-- Given passage --
________________________
In this case, no supporting reason was contemporaneously proffered with Shirkhani's Rule 32(d) motion. Defense counsel neither objected to the court's ruling thereon, nor sought to supplement the record at any time during the sentencing hearing to reflect the grounds for the motion to withdraw. Shirkhani's testimony was similarly void of any justification for the motion or assertion of innocence. See United States v. Benavides, 793 F.2d 612, 618 (5th Cir.) (absence of assertion of innocence weighs heavily against a defendant's Rule 32(d) motion), cert. denied, 479 U.S. 868 (1986); Cantwell v. United States, 163 F.2d 782 (4th Cir. 1947) (same). Considering the context in which the motion was made, it is manifestly apparent that the motion was merely a fall back position designed to forestall the sentencing proceedings in the event Shirkhani's continuance motion was denied. The trial court did not abuse its discretion in denying a Rule 32(d) motion that lacked a fair and just reason for the requested withdrawal.2

III.

14

Shirkhani contends that the government's evidence did not support the essential element for conviction under § 1957 that he obtained the monies by means of false or fraudulent pretenses, representations, or promises. Thus, he maintains that his guilty plea was entered in violation of his due process rights. Shirkhani seeks remand to the district court for an evidentiary hearing to determine whether he had the actual authority to issue cashier's checks from Markel's special tax account at Signet. Shirkhani contends that, if he indeed had such authority, no misrepresentations were made and no bank fraud was committed.
________________________
(Labeled shape records)
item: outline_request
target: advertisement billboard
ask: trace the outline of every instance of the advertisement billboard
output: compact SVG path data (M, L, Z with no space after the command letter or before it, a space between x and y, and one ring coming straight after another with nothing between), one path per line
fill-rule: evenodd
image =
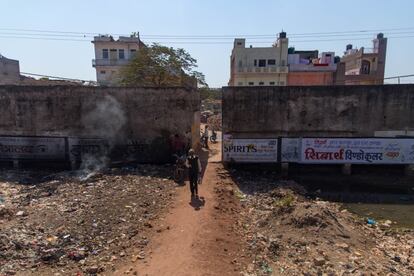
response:
M0 159L64 160L65 157L63 137L0 137Z
M277 139L232 139L223 137L223 161L242 163L277 162Z
M413 164L414 139L302 138L301 162Z

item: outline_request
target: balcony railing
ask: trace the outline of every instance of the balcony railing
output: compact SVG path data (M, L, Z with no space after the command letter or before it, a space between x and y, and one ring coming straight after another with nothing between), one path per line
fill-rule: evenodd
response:
M130 62L128 59L93 59L92 66L122 66Z
M271 67L239 67L238 73L287 73L287 66L271 66Z

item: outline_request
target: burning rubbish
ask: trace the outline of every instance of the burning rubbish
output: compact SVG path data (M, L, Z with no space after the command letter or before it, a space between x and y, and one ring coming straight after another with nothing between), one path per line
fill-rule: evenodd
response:
M1 175L0 275L112 270L145 250L176 187L169 166Z

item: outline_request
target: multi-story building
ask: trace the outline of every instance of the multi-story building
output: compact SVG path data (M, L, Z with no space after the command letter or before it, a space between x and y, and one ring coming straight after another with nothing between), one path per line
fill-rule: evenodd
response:
M338 66L336 84L383 84L386 55L387 38L382 33L373 40L373 48L353 49L348 44Z
M247 47L244 38L234 40L229 86L287 85L288 38L285 32L272 47Z
M295 51L289 48L288 85L333 85L336 72L335 53Z
M280 33L273 47L245 47L235 39L229 86L248 85L364 85L383 84L387 39L378 34L373 48L347 45L342 58L335 52L296 51Z
M95 59L92 66L96 69L96 80L100 85L116 85L121 68L127 65L137 51L145 46L138 36L120 36L114 40L112 36L96 36L92 43L95 46Z
M0 84L16 84L19 81L19 61L0 55Z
________________________
-- Work instructions --
1. Condense the paragraph of the court excerpt that begins "Shirkhani contends that the government's evidence" into a short list of its main points.
2. Collect every line of the rows that contains the string "trace", treating uppercase and lowercase as different.

-- Solutions per task --
1.
- Shirkhani argues that the government's evidence did not support an essential element for conviction under § 1957: that he obtained the monies by false or fraudulent pretenses, representations, or promises.
- On that basis, he maintains that his guilty plea violated his due process rights.
- He seeks remand to the district court for an evidentiary hearing on whether he had actual authority to issue cashier's checks from Markel's special tax account at Signet.
- He contends that if he had that authority, no misrepresentations were made and no bank fraud was committed.

2.
ask: trace the outline of every instance of the advertisement billboard
ask: trace the outline of every instance of the balcony railing
ask: trace the outline of every instance of the burning rubbish
ask: trace the outline of every instance of the multi-story building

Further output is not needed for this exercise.